_What you will do_:
Copy the material below line for line, with no changes at all.

>> start Data shown

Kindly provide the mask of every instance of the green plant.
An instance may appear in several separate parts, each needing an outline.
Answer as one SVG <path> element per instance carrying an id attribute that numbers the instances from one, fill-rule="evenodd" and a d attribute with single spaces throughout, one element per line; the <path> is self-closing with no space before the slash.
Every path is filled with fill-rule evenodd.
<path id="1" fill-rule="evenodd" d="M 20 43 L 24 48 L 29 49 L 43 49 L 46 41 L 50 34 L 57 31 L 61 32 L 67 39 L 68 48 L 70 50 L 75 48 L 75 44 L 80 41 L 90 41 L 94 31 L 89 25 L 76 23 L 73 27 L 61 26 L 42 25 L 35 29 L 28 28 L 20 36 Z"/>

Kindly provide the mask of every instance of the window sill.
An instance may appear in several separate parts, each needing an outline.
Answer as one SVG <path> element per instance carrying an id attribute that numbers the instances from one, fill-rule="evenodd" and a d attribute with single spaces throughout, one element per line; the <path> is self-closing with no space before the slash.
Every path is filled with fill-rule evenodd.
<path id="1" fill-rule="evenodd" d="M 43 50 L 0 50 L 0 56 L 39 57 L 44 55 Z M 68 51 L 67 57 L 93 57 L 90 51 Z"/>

>> end Data shown

_Reply_:
Kindly provide the mask of every instance of the green plant.
An instance may appear in several separate parts, each needing an outline.
Answer as one SVG <path> element per instance carrying an id attribute that numbers the instances from one, fill-rule="evenodd" and a d attribute with single spaces throughout, one element per line; the <path> is self-closing with no space before the slash.
Every path is filled with fill-rule evenodd.
<path id="1" fill-rule="evenodd" d="M 20 43 L 24 48 L 29 49 L 43 49 L 46 41 L 50 34 L 57 31 L 61 32 L 67 39 L 68 48 L 70 50 L 75 48 L 75 44 L 80 41 L 90 41 L 94 31 L 89 25 L 76 23 L 73 27 L 61 26 L 42 25 L 35 29 L 28 28 L 20 36 Z"/>

Kindly provide the mask of every instance of the window sill.
An instance may appear in several separate parts, each needing an outline.
Answer as one SVG <path> element per instance carrying an id attribute that numbers the instances from one, fill-rule="evenodd" and a d attribute with single spaces throughout, one element per line; the <path> is self-closing with no space before the slash.
Every path is filled with fill-rule evenodd.
<path id="1" fill-rule="evenodd" d="M 43 50 L 0 50 L 0 56 L 39 57 L 44 55 Z M 68 51 L 67 57 L 93 57 L 90 51 Z"/>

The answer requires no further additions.